▶ _Activity_
Please write each record out again word for word.

■ ■ ■ ■

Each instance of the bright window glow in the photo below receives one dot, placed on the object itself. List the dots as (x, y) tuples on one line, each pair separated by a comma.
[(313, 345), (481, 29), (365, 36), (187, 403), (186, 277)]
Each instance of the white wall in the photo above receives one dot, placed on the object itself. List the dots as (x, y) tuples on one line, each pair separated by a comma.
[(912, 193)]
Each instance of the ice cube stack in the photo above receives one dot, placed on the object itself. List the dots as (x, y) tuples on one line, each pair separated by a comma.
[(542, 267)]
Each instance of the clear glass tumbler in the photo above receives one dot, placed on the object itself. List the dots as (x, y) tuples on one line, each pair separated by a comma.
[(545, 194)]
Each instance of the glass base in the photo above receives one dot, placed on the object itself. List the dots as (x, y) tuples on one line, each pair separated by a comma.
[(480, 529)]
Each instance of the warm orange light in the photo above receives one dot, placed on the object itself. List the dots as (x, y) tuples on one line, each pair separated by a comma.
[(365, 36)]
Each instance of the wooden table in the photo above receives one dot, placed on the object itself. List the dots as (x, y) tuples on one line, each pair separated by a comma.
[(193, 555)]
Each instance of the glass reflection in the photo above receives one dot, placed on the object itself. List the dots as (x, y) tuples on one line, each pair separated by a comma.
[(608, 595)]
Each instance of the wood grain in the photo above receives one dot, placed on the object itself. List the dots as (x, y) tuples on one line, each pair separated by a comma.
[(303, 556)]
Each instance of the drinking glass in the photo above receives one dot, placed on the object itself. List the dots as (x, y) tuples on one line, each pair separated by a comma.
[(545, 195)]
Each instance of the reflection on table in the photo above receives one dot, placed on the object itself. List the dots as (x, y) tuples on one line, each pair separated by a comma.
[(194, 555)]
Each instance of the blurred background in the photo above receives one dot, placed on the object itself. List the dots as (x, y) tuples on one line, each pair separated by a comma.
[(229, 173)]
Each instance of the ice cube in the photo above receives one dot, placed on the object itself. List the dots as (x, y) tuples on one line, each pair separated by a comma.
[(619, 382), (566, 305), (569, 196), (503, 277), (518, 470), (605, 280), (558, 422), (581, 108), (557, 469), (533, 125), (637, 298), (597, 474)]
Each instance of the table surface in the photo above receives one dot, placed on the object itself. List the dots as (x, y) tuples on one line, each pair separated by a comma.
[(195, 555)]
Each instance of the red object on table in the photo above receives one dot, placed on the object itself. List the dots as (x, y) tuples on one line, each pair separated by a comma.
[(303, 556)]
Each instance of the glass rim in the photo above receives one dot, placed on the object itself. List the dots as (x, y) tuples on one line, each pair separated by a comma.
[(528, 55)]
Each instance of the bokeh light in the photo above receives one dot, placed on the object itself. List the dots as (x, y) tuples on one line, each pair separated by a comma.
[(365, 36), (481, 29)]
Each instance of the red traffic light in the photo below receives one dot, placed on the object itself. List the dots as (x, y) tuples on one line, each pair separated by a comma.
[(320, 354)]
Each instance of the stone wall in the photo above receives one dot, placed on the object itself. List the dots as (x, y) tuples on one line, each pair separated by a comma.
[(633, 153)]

■ ■ ■ ■

▶ _Solved exercise_
Each instance of the bright window glow in the photo below receives one dot, placed on the object itself. List the dots as (x, y) tuples on one line, each pair separated by a comma.
[(313, 345), (481, 29), (365, 36), (187, 403), (186, 277)]
Each instance of the white wall in the photo above receives one dot, placed on the object itself. List the dots as (x, y) tuples on one line, each pair separated by a comma.
[(912, 193)]
Each instance of the ice cube stack in the photo above receives one dot, placed on the object itself. List the dots as (x, y) tuples on one line, each pair separated by a comma.
[(542, 267)]
Each instance of the clear glass tumbler in the photo above receives one dot, placed on the object itself. List the dots as (x, y) tuples on one line, each pair separated by a comma.
[(545, 194)]
Each instance of the glass base in the photo above receives one dot, placed on the object itself. List the dots as (x, y) tuples on one line, each pair separated by a comma.
[(480, 529)]
Each instance of the warm orange light in the photo above receives one dot, placed on the object itself. List the dots as (x, y) tuples on one line, each pair separated by a comma.
[(365, 36)]
Each instance of the wooden table in the photo above receives one dot, placed on the object itself. List the dots as (x, y) tuples on one line, each pair separated by a comma.
[(193, 555)]
Each instance of the glass reflection in the photo above receives one dot, placed on the object itself. List the dots as (x, y) tuples on one line, each pair separated by a comma.
[(608, 595)]
Each instance of the wood grain in the photo above receives one dot, placed on the object itself. List the dots as (x, y) tuples on one line, each pair separated by a comma.
[(303, 556)]
Each instance of the drinking glass in the photo above receives one dot, placed on the object itself. List the dots as (x, y) tuples on one line, each pair separated by a comma.
[(545, 195)]
Each instance of the reflection on table in the photo above receives one dot, placed on the object itself. List the dots as (x, y) tuples on one line, each pair separated by a comma.
[(194, 555)]
Each instance of the blurred background in the photo above receives one dot, placed on the object itself. List the dots as (x, y) tuples on one line, each pair separated by a comma.
[(229, 173)]
Each instance of the ice cube in the photo above receives one dot, placed on the object itself. List the dots as (x, y) tuples on one line, each pair separated by a comma.
[(619, 382), (566, 305), (569, 196), (503, 277), (518, 470), (605, 280), (558, 422), (581, 108), (557, 469), (533, 125), (637, 298), (597, 474)]
Each instance of the table surface in the photo above receives one dot, placed on the object itself. List the dots as (x, y) tuples on one line, each pair separated by a comma.
[(195, 555)]
Each instance of the red object on table in the photo above receives one dot, placed on the object itself. List the dots as (x, y) tuples on one line, each pair separated by a comma.
[(303, 556)]
Each instance of the glass rim in the photo above receives one dot, placed on the object itself. List the dots as (x, y) tuples on one line, each pair separated by a comma.
[(528, 55)]
Each instance of the bokeh light in the photo above receives one dot, placed on the object itself. List the dots as (x, y) tuples on one line, each pair separated by a comma.
[(365, 36), (481, 29)]
Each instance of the red traffic light in the photo below receives one dot, placed on the object itself. List the dots as (x, y) tuples on one line, each pair separated by a comma.
[(320, 354)]
Each instance of the stone wall in the photo above receives one dot, placed on the object itself. List the dots as (x, y) tuples on one line, each pair separated by a comma.
[(633, 153)]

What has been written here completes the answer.